### FRAGMENTO DE ORIGEN
※ ※ ※

En una de las secuencias más famosas de la filmografía de Woody Allen, este y Diane Keaton salen a paso ligero del Met de Nueva York en el primer acto de Der fliegende Holländer (El holandés errante). Keaton dice: “El trato era que yo aguantaría el partido de hockey y tú verías toda la ópera”. A lo que este responde: “No puedo escuchar tanto Wagner, ¿sabes? Empiezan a entrarme ganas de invadir Polonia”. El chiste es tan famoso que seguramente usted ya lo conocía. Pero sigue siendo un buen resumen de una ecuación arraigada en la cultura popular: Wagner es igual a nazismo (imposible comprobar si el cineasta judío escribió ese diálogo con esta otra frase de Hitler, de estructura parecida, en la cabeza: “Cuando oigo a Wagner, tengo la sensación de estar escuchando los ritmos primigenios”).
El nuevo libro del crítico musical de The New Yorker Alex Ross (Washington, 1968) es una refutación de 976 páginas de esa identificación. Para ello, Ross recorre pormenorizadamente la gigantesca sombra que el compositor ha proyectado sobre la cultura occidental, ya en vida, pero sobre todo después de su muerte, en Venecia, en 1883. Un terremoto de alcance global que originó “decenas de poemas”.
Wagnerismo (Seix Barral, traducción de Luis Gago) cuenta la historia de la “influencia más grande que un compositor haya tenido nunca más allá de la música”. “Los hay más escuchados y los hay más populares, pero nada es comparable a Wagner, salvo quizá los Beatles o Dylan en los sesenta. No hay un bachismo, ni un beethovenismo, y sí un wagnerismo como fenómeno cultural autónomo”, explicaba el lunes Ross ante una pared de CD, en una videoconferencia celebrada con él y su gata Minerva desde Los Ángeles. Llegó a la costa Oeste hace tres años de Nueva York con su marido por “motivos personales, pero también musicales”: el escritor considera la Filarmónica de la ciudad, dirigida por Gustavo Dudamel, la orquesta más estimulante de Estados Unidos por la atención que presta a la música contemporánea, que es la que más le interesa para su “trabajo como crítico”.
Por las páginas del último ensayo del autor de El ruido eterno (2009), fenomenal superventas, también en España, sobre la música del siglo XX, desfilan el Wagner teosófico y el animalista, el satánico, el vegetariano, el socialista, el anarquista, el feminista, el gay, el negro y también el judío. Y lo hacen de la mano de un impresionante club de fans, presidido por Nietzsche, que abandonaría pronto el cargo, e integrado por Baudelaire, Mallarmé (que adoraba al “dieu Wagner”), Proust y el resto de la hinchada francesa. William Morris y la “nostalgia progresista” de los pintores prerrafaelitas. George Bernard Shaw (“el perfecto wagnerófilo”), Virginia Woolf, James Joyce, Willa Cather, Thomas Mann, Coppola en Apocalypse Now o Tàpies y Joan Brossa en la muy wagneriana Barcelona, que corrió en la Nochevieja de 1913 para convertirse en la primera ciudad europea fuera de Bayreuth en estrenar Parsifal.

※ ※ ※

### REQUISITOS
1 - Determina si cada afirmación concuerda con el texto sobre Wagnerismo y responde sí o no, citando literalmente las palabras decisivas: (a) el libro de Ross tiene 976 páginas; (b) Ross se trasladó de Nueva York a Los Ángeles hace cinco años; (c) Barcelona fue la primera ciudad europea fuera de Bayreuth en estrenar Parsifal.
2 - Prosigue el texto sobre Wagnerismo a partir de su última oración.
Los registros proceden de una fuente distinta.

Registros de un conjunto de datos
※ ※ ※

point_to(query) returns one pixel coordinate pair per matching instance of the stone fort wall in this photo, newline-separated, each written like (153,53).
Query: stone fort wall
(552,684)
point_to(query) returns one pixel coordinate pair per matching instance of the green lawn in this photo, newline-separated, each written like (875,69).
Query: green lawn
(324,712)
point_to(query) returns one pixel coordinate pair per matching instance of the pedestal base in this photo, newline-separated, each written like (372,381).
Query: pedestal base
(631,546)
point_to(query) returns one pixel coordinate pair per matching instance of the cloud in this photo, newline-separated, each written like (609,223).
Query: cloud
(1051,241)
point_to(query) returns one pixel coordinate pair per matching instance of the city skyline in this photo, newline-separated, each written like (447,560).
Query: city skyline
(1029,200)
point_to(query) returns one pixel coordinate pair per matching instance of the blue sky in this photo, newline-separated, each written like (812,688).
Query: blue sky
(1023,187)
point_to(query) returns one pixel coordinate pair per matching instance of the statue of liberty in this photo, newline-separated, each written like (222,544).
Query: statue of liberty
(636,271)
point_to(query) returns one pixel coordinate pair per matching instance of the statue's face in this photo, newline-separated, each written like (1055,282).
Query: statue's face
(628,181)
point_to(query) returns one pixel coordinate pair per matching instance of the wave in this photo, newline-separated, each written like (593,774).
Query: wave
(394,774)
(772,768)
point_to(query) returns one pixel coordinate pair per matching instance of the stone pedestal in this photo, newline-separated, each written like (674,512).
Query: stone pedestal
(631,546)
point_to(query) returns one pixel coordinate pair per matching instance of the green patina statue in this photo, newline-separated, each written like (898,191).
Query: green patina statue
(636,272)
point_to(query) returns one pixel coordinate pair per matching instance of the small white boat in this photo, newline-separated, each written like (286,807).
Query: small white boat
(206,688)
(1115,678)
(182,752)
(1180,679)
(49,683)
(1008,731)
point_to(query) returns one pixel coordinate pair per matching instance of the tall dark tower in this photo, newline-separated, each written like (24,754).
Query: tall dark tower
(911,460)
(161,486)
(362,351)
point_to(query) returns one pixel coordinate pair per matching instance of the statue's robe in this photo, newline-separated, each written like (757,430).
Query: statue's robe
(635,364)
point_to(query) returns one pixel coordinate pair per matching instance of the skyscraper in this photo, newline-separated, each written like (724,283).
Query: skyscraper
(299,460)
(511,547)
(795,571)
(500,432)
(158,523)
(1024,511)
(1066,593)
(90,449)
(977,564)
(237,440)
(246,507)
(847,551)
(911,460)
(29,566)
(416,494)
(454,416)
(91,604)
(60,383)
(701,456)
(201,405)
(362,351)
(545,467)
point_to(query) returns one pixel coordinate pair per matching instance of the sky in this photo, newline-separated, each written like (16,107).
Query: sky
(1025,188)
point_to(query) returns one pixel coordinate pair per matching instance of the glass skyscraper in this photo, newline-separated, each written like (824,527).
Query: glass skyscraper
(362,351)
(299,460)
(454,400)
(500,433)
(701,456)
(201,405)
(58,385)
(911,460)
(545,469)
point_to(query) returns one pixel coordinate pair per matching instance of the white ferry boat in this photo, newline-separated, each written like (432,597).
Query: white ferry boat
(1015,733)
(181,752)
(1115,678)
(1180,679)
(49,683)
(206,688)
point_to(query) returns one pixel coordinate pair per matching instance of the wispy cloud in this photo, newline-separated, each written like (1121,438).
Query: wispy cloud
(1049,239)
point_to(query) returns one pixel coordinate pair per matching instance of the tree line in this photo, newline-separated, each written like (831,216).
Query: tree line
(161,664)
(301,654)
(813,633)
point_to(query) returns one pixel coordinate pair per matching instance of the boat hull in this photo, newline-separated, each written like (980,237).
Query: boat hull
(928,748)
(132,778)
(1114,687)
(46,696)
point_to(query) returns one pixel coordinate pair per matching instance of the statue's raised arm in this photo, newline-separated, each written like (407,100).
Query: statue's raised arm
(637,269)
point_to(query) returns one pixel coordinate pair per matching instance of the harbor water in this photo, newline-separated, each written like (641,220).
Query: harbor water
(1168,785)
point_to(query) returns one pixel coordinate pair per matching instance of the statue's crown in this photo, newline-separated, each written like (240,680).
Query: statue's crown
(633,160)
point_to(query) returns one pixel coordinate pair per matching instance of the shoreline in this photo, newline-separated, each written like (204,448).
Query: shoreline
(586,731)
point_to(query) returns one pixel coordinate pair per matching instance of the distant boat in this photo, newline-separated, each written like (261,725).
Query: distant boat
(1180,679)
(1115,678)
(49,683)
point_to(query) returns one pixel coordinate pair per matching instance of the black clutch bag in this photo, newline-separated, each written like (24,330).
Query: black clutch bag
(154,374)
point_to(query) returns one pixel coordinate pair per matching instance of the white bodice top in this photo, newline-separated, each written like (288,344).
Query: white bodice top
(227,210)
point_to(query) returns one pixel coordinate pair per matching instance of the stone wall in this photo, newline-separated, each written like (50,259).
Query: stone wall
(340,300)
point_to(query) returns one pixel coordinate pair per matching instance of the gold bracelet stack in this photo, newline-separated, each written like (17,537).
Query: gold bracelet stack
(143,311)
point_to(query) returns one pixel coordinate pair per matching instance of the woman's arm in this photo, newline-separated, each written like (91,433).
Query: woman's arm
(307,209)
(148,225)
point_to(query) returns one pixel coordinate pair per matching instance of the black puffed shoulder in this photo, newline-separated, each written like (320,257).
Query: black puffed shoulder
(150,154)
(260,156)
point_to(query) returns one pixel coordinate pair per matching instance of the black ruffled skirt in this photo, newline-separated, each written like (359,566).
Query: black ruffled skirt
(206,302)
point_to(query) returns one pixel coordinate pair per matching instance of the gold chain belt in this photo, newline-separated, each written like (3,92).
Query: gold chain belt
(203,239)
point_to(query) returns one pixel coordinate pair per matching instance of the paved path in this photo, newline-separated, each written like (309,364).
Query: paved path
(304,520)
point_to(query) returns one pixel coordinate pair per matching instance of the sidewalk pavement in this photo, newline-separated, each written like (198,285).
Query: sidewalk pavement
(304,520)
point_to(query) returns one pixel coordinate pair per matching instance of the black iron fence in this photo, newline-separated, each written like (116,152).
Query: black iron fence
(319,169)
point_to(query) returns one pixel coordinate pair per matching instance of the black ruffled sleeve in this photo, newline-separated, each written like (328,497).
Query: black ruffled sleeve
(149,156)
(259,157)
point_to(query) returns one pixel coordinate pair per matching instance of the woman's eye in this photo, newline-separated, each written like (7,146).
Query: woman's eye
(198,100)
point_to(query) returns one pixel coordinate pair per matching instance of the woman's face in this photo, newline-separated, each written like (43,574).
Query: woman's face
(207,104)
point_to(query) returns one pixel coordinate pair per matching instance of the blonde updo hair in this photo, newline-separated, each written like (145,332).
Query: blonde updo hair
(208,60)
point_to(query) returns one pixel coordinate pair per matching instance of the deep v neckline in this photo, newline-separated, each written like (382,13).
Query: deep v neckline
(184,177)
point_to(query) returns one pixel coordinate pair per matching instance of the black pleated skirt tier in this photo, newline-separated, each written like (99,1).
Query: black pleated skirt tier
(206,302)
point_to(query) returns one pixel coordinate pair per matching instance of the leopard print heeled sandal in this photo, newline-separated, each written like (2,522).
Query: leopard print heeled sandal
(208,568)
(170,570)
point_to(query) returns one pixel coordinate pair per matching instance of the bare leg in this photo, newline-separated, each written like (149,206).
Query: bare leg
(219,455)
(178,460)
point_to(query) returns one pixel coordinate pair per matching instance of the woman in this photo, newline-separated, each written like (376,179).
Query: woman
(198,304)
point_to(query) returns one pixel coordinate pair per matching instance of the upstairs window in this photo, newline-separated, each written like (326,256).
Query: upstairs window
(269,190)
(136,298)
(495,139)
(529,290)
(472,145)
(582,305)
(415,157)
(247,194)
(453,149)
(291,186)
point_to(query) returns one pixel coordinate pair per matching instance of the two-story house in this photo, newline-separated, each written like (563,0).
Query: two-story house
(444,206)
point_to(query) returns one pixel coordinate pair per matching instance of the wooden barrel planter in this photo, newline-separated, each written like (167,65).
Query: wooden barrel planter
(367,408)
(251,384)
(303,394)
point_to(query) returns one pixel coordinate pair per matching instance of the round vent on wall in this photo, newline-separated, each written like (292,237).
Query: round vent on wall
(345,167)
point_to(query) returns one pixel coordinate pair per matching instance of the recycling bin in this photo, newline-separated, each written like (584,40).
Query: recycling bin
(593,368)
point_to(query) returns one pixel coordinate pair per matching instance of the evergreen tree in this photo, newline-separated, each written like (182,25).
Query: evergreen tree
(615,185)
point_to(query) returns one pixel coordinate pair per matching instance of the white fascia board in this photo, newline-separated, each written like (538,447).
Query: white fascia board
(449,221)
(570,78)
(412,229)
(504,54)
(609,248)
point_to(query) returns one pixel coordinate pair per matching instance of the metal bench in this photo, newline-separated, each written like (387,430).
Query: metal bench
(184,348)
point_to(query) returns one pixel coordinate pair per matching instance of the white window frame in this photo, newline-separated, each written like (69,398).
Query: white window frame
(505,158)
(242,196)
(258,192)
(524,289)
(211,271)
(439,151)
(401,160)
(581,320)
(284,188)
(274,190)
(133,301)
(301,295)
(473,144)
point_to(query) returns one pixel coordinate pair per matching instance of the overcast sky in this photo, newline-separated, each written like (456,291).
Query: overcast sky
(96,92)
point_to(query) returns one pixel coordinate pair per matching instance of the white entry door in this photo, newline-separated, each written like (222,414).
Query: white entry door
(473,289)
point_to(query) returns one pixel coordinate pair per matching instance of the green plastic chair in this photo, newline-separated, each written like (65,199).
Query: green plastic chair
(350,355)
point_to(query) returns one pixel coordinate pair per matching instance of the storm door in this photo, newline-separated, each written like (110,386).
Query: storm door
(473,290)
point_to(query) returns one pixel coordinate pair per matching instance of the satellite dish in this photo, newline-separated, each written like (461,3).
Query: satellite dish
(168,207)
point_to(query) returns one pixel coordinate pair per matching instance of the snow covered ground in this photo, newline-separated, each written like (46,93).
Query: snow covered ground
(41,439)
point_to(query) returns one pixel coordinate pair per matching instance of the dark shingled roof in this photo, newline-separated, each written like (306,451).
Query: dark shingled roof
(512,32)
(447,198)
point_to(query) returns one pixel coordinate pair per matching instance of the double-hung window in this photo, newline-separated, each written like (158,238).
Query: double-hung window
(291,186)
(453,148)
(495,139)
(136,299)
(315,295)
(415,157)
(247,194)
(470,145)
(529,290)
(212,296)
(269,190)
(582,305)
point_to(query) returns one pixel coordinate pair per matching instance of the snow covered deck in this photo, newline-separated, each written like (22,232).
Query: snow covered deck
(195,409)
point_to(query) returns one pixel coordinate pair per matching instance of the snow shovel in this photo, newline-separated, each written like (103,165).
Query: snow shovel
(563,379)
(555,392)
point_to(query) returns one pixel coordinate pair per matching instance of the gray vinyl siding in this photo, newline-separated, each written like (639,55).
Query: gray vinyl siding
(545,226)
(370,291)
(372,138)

※ ※ ※

### RESULTADOS POR TAREA
1 -
(a) Sí: "es una refutación de 976 páginas de esa identificación".
(b) No: "Llegó a la costa Oeste hace tres años de Nueva York".
(c) Sí: "para convertirse en la primera ciudad europea fuera de Bayreuth en estrenar Parsifal".

2 -
Tal es la magnitud de su figura y tales sus contradicciones como músico, pensador y escritor que en siglo y medio ha servido a cada una de esas decenas de personalidades para los más variados propósitos: desde preparar el camino a las vanguardias hasta revolucionar el teatro o la arquitectura; desde acuñar el concepto multiusos de Gesamkuntswerk (obra de arte total), a poner banda sonora al matrimonio (con el Coro nupcial de Lohengrin) o alimentar el cine fantástico. “El libro trata sobre cómo todos ellos acudieron al compositor y se vieron reflejados en él, como si suplantaran su personalidad en su propio provecho”, añade el escritor.
La poblada galería de invitados no aparta a Ross, que ha empleado 10 años en la tarea, del espinoso tema del feroz nacionalismo antisemita de Wagner, aunque lamenta que un artista capaz de la universalidad de “Shakespeare o Esquilo” haya quedado reducido al cliché de haber servido de “hilo musical del genocidio”. Más bien al contrario, el crítico se adentra con aplomo en territorios sombríos de la mano de las opiniones más deleznables del compositor, recogidas en los diarios que Cosima, su segunda mujer, empezó a redactar en 1869, así como de su libro más tristemente famoso: El judaísmo en la música, publicado primero como un anónimo y reimpreso “consecuentemente” con su propio nombre 19 años después, cuando ya estaba en la cúspide de la fama.
Entonces, ¿a quién hay que culpar de los malentendidos en torno al compositor? ¿A él mismo o a los que vinieron después? “Wagner fue responsable de esa catástrofe, sin duda”, opina Ross. “En sus últimos años se mezcló con algunos elementos muy siniestros de la sociedad alemana, que propugnaban un racismo pseudocientífico y que colocaron los cimientos de la ideología nazi. Y al mismo tiempo participó de ello solo en parte, porque hay muchos aspectos de su obra que no casan bien con esas ideas totalitarias. En términos políticos, fue anarquista, siempre opuesto a la organización del estado y a la militarización que propugnó el Tercer Reich. Se enfrentó al imperio alemán. Y era muy decadente, poco convencional. El nazismo se quedó solo con parte de su legado. Su antisemitismo, sin duda, sus ideas nacionalistas, también, pero no su izquierdismo, su religiosidad (Parsifal es un dechado de compasión, sentimiento sin duda ajeno al Führer) o su sexualidad poco ortodoxa. Quiero que se entienda que no trato de exculparlo, sino de exponer sus complejidades”.
En esa “falsificación” fueron borrando capas y capas de su inabarcable personalidad, que luego hubo que restaurar tras la guerra en un proceso de “desnazificación” en el que se afanaron musicólogos, filósofos, directores de orquesta y escenógrafos. “Es una historia trágica; nada habría hecho más feliz a Hitler que saber que su compositor favorito quedaría ligado eternamente a su nombre”. Ross pone en cuestión otra oscura convención: pese a la imagen forjada por el cine, Wagner no sonaba sin parar en los campos de exterminio. “Hay un par de testimonios de supervivientes que lo recuerdan, pero la mayoría, incluido Primo Levi, habla de melodías populares, marchas, valses, canciones de éxito. Todo formaba parte de un diseño psicológico brutal; emplear la música ligera como arma de sadismo”.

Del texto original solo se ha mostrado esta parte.